# TASK GOAL
Copy out the items below word for word, from the line containing "Where can you see the hillside" through the line containing "column 83, row 67", both included, and nothing beyond that stretch.

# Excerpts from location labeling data
┌──

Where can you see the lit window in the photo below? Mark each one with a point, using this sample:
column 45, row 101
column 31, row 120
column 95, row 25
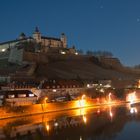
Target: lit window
column 54, row 90
column 62, row 52
column 11, row 96
column 1, row 96
column 3, row 50
column 21, row 95
column 31, row 95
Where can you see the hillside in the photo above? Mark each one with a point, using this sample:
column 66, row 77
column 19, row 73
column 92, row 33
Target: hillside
column 56, row 66
column 83, row 67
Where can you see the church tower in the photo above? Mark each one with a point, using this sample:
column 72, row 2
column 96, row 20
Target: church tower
column 64, row 40
column 37, row 35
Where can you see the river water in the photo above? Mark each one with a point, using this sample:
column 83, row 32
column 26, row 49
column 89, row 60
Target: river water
column 102, row 123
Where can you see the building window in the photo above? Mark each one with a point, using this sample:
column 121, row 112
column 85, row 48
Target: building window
column 31, row 95
column 21, row 95
column 11, row 96
column 1, row 96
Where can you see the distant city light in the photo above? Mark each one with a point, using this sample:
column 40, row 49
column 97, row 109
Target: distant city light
column 3, row 50
column 132, row 97
column 63, row 52
column 54, row 90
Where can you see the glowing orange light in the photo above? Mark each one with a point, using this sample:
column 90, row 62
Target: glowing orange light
column 132, row 97
column 47, row 127
column 109, row 97
column 84, row 119
column 133, row 110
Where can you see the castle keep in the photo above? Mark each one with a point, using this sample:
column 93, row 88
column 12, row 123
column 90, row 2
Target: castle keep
column 47, row 42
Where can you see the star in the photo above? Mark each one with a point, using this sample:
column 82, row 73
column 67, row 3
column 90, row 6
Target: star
column 138, row 19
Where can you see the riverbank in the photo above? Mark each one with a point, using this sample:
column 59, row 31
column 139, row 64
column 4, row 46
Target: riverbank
column 11, row 112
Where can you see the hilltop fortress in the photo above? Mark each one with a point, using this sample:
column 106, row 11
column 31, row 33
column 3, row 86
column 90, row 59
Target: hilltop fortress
column 34, row 48
column 38, row 38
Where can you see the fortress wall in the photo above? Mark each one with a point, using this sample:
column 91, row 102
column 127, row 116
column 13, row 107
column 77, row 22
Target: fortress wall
column 35, row 57
column 40, row 108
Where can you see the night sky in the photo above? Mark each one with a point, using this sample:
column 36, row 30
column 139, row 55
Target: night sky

└──

# OUTPUT OF THE EXERCISE
Where can you see the hillside in the photo above? Mark each one with a point, using this sample:
column 66, row 77
column 19, row 73
column 92, row 33
Target: hillside
column 56, row 66
column 83, row 67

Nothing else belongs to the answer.